→ **Excerpted passage**:
▼▼▼
Updated 2007-07-01 02:04:44 by LV

if 0 {Richard Suchenwirth 2003-07-13 - As you may have read, I'm not afraid of anything, in Tcl coding at least. Another extended weekend, and I started implementing a thing I long wanted to do: flight simulation in Tcl, and on the iPaq for that (but it should run on any other box too). I'm fully aware this can never compete with professional products, but it may be educational for understanding how things work.

Let's see what properties an airplane might need. First of all, where are we, in 3D space?

  • latitude, longitude
  • altitude (ft over sea level)

Then our plane has an orientation:

  • heading (compass direction where nose points)
  • horizontal angle (0 for level flight, positive for nose up)
  • vertical angle (0 if both wings are at same height, positive if left is lower)

...and it moves in space:

  • horizontal speed (mph, over ground)
  • vertical speed (1000 ft/min, positive for ascending)
  • gas throttle, which influences speed and fuel consumption

So our model has 10 parameters, between which many dependencies exist. For controllers, we have a gas throttle, done as a number 0..9 to be tapped on screen, and the cursor keys for rudders, mimicking the control stick:

  • <Up> lowers nose
  • <Down> raises nose
  • <Left>, <Right> lower the corresponding wing

Views upon our model: besides numeric display of parameters, I added a very simple "attitude indicator" for visual feedback of horizontal and vertical angles. No objects to be seen on the ground, but at least you can pass through a layer of clouds at 500 ft ;-) The blue line at left is an experiment to display three parameters in a single item: its height represents altitude, its length horizontal speed, while the slope indicates vertical angle. If speed is too low or too high, it turns a warning red. The arrow at bottom right indicates compass heading. }
 package require Tk
 proc main {} {
    wm geometry . +0+0
    pack [canvas .c -bg lightblue]
    set ::g(canvas) .c
    .c create window 15 10 -window [button .r -text Reset -command reset]
    .c create window 230 10 -window [button .x -text X -command exit]
    .c create poly 0 100 240 100 240 200 0 200 -fill green -tag ground
    .c create line 110 100 130 100
    .c create line 120 95 120 105
    .c create line 0 190 2 190 -fill blue -tags multi -arrow last
    .c create text 225 175 -tag cname
    .c create line 225 185 225 195 -arrow first -arrowshape {3 5 3} -tag compass
    .c create rect 0 200 240 300 -fill grey -tag dashboard
    .c create rect 15 205 25 215 -fill yellow -outline yellow -tag hilite
    foreach i {0 1 2 3 4 5 6 7 8 9} {
       .c create text [expr $i*20+20] 210 -text $i -tag gas$i
       .c bind gas$i <1> "set g(gas) $i"
▲▲▲
→ **Set problem**:
Transcribe the part of the flight simulation page that begins with "Then our plane" and stops after "left is lower)".

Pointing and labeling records
▼▼▼
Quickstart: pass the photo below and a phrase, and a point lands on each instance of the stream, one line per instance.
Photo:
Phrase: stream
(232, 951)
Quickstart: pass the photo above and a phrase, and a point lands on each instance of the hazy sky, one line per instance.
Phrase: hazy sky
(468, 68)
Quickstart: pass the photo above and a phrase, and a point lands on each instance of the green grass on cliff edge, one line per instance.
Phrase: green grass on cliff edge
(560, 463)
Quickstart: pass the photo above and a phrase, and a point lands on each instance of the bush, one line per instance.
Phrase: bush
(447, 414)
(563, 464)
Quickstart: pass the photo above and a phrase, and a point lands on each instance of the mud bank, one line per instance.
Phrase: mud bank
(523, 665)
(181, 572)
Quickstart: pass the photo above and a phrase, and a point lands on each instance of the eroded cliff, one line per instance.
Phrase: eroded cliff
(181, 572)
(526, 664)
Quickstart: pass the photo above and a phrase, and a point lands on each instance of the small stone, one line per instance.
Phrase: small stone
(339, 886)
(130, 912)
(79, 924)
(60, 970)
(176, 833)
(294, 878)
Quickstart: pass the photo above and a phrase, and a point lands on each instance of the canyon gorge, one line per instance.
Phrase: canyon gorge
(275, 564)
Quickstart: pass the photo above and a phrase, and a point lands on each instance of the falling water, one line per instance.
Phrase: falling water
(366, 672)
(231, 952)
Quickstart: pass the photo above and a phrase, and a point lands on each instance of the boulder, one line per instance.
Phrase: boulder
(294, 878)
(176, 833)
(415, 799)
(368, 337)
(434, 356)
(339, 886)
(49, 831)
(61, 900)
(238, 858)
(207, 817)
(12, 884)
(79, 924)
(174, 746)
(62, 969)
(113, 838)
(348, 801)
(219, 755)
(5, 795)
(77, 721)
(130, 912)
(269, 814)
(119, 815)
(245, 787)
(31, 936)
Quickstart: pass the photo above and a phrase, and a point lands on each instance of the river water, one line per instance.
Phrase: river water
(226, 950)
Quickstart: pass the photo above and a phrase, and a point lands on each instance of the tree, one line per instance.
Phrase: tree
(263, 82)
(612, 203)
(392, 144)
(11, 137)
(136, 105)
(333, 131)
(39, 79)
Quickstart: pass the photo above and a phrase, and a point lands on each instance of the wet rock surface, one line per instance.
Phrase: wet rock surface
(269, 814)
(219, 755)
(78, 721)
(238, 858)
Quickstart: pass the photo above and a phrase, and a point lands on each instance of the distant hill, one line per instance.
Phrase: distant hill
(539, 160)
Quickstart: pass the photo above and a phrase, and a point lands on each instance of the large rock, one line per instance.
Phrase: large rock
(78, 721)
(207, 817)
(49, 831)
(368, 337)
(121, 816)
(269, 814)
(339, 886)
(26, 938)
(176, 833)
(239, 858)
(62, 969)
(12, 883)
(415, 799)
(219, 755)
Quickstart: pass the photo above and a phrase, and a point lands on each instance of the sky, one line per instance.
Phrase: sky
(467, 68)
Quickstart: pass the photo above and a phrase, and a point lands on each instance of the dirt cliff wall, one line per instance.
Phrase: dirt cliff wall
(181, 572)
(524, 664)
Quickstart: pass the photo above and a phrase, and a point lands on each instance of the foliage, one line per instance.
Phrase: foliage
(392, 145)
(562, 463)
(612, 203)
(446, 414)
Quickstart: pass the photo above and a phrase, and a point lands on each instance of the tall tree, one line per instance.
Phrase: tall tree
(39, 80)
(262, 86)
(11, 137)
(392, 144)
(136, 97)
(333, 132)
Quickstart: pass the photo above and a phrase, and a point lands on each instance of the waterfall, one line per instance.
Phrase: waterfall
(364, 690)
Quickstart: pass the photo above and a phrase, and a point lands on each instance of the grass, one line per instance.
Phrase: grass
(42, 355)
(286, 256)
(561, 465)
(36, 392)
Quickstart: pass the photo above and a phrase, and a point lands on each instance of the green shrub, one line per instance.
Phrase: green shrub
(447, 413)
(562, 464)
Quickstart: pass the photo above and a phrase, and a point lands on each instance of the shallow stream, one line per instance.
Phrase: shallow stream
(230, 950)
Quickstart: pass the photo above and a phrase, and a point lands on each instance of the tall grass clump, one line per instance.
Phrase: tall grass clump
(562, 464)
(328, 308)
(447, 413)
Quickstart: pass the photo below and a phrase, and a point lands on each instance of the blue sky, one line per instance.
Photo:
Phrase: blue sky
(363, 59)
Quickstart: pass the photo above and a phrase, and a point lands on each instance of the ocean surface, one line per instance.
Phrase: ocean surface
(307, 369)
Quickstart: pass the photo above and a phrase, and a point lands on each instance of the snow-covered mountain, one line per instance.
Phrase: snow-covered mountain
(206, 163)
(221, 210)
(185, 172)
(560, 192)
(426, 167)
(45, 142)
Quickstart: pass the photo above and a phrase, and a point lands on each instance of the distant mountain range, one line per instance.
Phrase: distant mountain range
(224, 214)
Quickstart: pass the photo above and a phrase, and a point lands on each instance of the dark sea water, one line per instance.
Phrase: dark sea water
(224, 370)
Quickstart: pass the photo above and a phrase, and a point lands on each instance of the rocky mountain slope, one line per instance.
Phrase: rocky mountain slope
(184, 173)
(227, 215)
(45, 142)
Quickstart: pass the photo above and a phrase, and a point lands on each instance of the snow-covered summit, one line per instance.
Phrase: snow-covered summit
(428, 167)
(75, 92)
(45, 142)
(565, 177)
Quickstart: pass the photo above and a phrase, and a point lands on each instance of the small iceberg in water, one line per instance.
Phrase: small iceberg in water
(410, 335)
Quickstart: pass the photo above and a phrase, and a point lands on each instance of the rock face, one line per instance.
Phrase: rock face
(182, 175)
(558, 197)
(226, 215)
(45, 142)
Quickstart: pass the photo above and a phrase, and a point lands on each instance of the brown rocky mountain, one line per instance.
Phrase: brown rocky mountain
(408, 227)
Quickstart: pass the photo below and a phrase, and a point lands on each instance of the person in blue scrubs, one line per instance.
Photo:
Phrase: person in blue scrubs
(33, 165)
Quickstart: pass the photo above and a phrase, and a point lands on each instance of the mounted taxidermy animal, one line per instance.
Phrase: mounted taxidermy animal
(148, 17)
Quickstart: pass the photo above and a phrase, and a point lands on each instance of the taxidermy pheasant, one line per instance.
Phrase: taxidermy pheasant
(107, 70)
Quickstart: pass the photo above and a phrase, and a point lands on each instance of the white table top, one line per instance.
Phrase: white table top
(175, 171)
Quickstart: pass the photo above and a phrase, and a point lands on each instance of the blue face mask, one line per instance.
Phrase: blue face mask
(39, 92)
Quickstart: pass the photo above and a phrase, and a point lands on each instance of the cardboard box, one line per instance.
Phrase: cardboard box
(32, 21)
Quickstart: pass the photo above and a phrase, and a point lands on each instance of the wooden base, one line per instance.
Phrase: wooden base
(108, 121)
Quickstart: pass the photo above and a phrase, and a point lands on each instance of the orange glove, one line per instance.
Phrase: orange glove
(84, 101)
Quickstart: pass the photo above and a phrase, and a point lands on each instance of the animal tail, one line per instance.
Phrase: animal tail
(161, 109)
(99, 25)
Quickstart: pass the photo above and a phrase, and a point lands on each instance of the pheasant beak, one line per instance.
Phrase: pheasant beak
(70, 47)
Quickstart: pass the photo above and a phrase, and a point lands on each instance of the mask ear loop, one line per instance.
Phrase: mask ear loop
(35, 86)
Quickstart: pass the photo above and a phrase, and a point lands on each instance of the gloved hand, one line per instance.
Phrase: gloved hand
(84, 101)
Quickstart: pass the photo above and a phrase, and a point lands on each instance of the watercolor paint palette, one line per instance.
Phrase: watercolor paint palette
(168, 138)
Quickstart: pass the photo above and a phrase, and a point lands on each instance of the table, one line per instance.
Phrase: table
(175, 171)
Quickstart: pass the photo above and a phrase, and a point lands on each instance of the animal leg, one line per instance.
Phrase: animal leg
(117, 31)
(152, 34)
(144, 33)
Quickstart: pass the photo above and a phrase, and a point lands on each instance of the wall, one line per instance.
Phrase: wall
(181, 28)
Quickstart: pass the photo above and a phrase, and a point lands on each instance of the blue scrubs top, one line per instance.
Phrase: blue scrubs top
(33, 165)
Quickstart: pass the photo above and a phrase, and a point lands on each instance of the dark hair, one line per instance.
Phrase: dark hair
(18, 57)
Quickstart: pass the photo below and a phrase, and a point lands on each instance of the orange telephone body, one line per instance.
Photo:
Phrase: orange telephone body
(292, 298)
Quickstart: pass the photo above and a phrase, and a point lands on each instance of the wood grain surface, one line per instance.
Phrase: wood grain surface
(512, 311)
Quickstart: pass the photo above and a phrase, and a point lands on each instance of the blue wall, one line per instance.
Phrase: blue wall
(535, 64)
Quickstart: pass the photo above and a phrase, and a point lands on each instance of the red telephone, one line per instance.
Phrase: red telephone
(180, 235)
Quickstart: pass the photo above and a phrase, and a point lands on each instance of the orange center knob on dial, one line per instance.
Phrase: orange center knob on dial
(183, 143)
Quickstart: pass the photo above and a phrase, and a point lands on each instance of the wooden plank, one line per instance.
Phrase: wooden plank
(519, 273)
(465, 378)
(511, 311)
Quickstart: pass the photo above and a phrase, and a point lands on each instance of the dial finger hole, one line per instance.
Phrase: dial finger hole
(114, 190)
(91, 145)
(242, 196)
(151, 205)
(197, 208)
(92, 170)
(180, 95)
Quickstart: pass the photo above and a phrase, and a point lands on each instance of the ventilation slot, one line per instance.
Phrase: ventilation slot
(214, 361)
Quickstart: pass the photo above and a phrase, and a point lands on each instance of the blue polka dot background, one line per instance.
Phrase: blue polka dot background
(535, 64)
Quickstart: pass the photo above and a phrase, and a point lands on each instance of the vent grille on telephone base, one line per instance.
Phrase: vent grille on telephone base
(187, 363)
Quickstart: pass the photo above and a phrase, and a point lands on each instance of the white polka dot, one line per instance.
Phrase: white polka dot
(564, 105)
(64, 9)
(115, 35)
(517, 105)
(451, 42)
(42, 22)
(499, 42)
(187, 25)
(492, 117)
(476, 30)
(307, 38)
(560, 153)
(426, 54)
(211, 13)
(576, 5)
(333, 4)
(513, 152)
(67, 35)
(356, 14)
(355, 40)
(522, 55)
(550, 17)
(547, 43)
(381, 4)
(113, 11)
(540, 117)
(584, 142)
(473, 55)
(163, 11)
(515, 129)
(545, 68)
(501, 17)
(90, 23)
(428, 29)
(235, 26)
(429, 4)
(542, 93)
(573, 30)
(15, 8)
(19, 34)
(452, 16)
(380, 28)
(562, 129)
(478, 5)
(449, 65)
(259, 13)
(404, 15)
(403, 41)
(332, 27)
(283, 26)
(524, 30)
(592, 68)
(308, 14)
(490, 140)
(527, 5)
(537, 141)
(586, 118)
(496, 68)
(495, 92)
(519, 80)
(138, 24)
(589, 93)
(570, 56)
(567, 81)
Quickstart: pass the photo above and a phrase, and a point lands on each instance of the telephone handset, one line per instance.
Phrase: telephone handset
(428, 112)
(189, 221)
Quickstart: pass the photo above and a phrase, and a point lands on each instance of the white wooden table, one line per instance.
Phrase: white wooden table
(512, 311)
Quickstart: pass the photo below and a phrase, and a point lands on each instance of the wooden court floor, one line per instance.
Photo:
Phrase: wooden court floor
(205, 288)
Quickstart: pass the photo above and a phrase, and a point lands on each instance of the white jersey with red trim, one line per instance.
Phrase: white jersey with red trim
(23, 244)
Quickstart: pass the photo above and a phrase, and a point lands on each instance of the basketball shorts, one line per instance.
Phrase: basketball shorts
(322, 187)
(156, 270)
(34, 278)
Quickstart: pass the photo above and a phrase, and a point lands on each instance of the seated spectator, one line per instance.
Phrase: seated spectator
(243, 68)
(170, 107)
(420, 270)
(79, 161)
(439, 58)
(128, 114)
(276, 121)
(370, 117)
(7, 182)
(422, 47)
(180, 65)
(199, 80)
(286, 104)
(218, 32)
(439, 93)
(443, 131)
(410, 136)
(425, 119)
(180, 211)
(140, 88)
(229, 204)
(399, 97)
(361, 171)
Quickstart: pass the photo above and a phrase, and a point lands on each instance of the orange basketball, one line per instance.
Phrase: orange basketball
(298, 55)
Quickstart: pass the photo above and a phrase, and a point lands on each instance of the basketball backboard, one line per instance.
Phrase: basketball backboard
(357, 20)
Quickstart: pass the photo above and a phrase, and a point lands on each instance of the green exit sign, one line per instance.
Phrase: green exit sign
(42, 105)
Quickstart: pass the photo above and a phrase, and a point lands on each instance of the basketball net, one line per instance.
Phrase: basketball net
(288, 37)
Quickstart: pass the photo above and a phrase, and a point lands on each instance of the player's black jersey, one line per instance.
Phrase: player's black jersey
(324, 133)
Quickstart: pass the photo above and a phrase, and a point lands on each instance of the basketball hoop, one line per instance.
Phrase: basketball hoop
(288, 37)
▲▲▲
→ **Exercise output**:
Then our plane has an orientation:

  • heading (compass direction where nose points)
  • horizontal angle (0 for level flight, positive for nose up)
  • vertical angle (0 if both wings are at same height, positive if left is lower)